→ **Exercise objective**: Please return the records below exactly as they stand.

→ **Data extracted from a collection**:
+--
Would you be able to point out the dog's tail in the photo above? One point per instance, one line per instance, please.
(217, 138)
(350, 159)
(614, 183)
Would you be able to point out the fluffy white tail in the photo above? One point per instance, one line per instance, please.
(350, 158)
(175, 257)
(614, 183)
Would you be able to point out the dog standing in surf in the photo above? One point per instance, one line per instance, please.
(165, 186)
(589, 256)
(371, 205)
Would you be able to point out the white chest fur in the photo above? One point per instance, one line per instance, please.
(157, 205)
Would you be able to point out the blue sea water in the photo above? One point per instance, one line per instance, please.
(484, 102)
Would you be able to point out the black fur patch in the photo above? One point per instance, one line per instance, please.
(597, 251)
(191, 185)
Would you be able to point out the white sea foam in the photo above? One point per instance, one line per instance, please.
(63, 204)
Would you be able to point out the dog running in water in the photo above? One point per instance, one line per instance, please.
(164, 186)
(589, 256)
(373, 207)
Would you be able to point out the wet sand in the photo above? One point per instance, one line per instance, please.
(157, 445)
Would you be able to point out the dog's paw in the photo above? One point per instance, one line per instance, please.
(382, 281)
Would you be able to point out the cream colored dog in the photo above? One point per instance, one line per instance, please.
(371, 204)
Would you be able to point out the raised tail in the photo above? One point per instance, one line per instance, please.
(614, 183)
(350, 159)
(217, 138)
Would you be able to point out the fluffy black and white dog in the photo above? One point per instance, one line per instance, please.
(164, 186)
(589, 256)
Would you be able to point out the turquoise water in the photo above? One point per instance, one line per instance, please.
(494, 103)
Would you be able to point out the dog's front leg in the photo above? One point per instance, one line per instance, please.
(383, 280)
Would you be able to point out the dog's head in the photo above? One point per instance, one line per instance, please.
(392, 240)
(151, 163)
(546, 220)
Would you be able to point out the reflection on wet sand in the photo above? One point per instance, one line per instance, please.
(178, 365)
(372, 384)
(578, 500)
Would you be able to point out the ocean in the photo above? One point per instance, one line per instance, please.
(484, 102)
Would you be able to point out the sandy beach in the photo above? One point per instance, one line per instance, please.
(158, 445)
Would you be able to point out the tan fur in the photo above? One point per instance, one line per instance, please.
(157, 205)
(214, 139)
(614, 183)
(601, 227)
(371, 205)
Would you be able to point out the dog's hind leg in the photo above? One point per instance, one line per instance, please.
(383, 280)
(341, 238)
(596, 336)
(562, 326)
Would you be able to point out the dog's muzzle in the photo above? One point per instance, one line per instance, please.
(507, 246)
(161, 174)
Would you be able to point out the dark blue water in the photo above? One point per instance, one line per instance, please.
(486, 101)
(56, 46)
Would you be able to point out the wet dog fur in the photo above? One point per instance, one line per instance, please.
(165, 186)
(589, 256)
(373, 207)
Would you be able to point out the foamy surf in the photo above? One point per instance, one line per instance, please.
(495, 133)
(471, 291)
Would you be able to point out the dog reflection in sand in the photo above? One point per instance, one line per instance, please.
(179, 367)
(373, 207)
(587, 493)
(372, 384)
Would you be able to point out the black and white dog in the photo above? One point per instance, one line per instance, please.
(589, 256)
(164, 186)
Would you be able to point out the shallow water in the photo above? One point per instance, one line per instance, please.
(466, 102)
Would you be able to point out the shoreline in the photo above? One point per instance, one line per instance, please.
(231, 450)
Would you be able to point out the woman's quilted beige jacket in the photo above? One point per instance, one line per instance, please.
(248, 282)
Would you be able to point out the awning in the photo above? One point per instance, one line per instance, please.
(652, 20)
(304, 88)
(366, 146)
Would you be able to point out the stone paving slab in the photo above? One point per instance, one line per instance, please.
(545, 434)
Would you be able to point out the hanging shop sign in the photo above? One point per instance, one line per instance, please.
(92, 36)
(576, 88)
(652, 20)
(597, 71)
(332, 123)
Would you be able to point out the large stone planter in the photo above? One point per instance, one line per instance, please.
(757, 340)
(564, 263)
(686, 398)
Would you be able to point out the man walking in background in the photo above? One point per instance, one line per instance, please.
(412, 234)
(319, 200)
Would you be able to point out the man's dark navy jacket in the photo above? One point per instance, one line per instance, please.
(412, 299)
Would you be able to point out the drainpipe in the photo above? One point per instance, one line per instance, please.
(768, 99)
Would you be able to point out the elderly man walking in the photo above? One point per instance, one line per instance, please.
+--
→ **Output for this exercise**:
Would you be able to point out the dog's tail in the photo above? One point per instance, one line per instance, please.
(217, 138)
(350, 159)
(614, 183)
Would you be able to point out the fluffy white tail in the photo above? One point per instance, one line per instance, please.
(350, 158)
(175, 257)
(614, 183)
Would you be able to point out the dog standing in surf in the photo above? One point per instance, one line per instance, please.
(165, 186)
(589, 256)
(371, 205)
Would you be able to point out the white chest fur in the photo above? One point per instance, one line per instance, please.
(157, 205)
Would you be able to point out the blue sea water in the photo above? One point per instance, one line per instance, please.
(484, 102)
Would you be able to point out the black fur patch in the photo above? One point per instance, one line per instance, please.
(597, 251)
(191, 185)
Would you be able to point out the white sea foam in the photo above? One point per instance, one line per instance, please.
(63, 204)
Would you be able to point out the dog running in water in the photo above? One point per instance, one line per instance, please.
(164, 186)
(589, 256)
(373, 207)
Would you be able to point out the wet sand in the photo above? One point per instance, one line per instance, please.
(157, 445)
Would you be able to point out the dog's paw in the photo above? One point per instance, one line per instance, please.
(382, 281)
Would you be able to point out the cream colored dog in the photo above? One point per instance, one line per instance, please.
(371, 204)
Would you be able to point out the raised tail in the photo above? One point per instance, one line per instance, please.
(614, 183)
(350, 159)
(217, 138)
Would you be able to point out the fluffy black and white dog in the photo above? One point per instance, one line per instance, please.
(164, 186)
(589, 256)
Would you be able to point out the turquoise water in the photo above? One point per instance, one line per instance, please.
(494, 103)
Would you be able to point out the dog's front leg in the photo above? One point per instance, one line per instance, please.
(383, 280)
Would you be able to point out the dog's head in the photo above? One point per instance, one line per instance, please.
(392, 240)
(151, 163)
(546, 220)
Would you be able to point out the reflection on wet sand in the photo above? One point per instance, one line per instance, please.
(178, 365)
(372, 384)
(578, 500)
Would you be able to point out the ocean in the photo above? One point per instance, one line per instance, please.
(484, 102)
Would you be able to point out the sandy beach in the photo above? One point per instance, one line per instance, please.
(158, 445)
Would you be able to point out the tan fur in the photo above? One point per instance, one line per instance, please.
(157, 205)
(214, 139)
(614, 183)
(601, 227)
(371, 205)
Would you be able to point out the dog's hind leg in the photo above? One point per instance, one line per instance, please.
(383, 280)
(341, 238)
(596, 336)
(562, 326)
Would you be able to point out the dog's muzzle in the photo above? One point per instance, one line per instance, please.
(507, 246)
(161, 174)
Would you be able to point out the dark blue water in the photo above? One point per instance, one line per instance, please.
(486, 101)
(56, 46)
Would you be able to point out the wet dog fur in the photo above? One point per instance, one line per instance, please.
(165, 186)
(589, 256)
(373, 207)
Would you be able to point out the foamy surf in the photo above? One point per instance, one line per instance, please.
(495, 133)
(471, 291)
Would you be able to point out the dog reflection in sand in the photo above? One point per instance, one line per instance, please.
(179, 367)
(373, 207)
(587, 493)
(372, 384)
Would you be able to point out the black and white dog in the photo above? One point per instance, one line per instance, please.
(589, 256)
(164, 186)
Would you be able to point out the shallow water in the photo above? One point per instance, one line per instance, please.
(466, 102)
Would you be able to point out the shoreline in the photo above? One point per instance, one line per instance, please.
(231, 450)
Would you be able to point out the woman's quilted beige jacket in the photo above? One point per instance, one line per instance, please.
(248, 282)
Would you be able to point out the awning in the photo above? One point per instance, one line per instance, please.
(652, 20)
(304, 88)
(366, 146)
Would you be able to point out the stone paving slab in the photo above? One point per instance, one line per instance, please.
(545, 434)
Would you be able to point out the hanging shop sign in the photo above? One point per instance, one line per instance, please.
(92, 36)
(576, 88)
(652, 20)
(597, 71)
(332, 123)
Would you be able to point out the large stone planter in the photo above? One point per instance, one line per instance, please.
(757, 340)
(564, 263)
(686, 398)
Would you be able to point out the man walking in background in the photo above? One point per instance, one line per instance, please.
(412, 234)
(319, 200)
Would you be able to point out the man's dark navy jacket in the photo above? One point per instance, one line per instance, please.
(412, 299)
Would you be able to point out the drainpipe in the photo above? One point per instance, one line per instance, please.
(768, 99)
Would you be able to point out the elderly man walking in the photo above? One point per instance, one line per instance, please.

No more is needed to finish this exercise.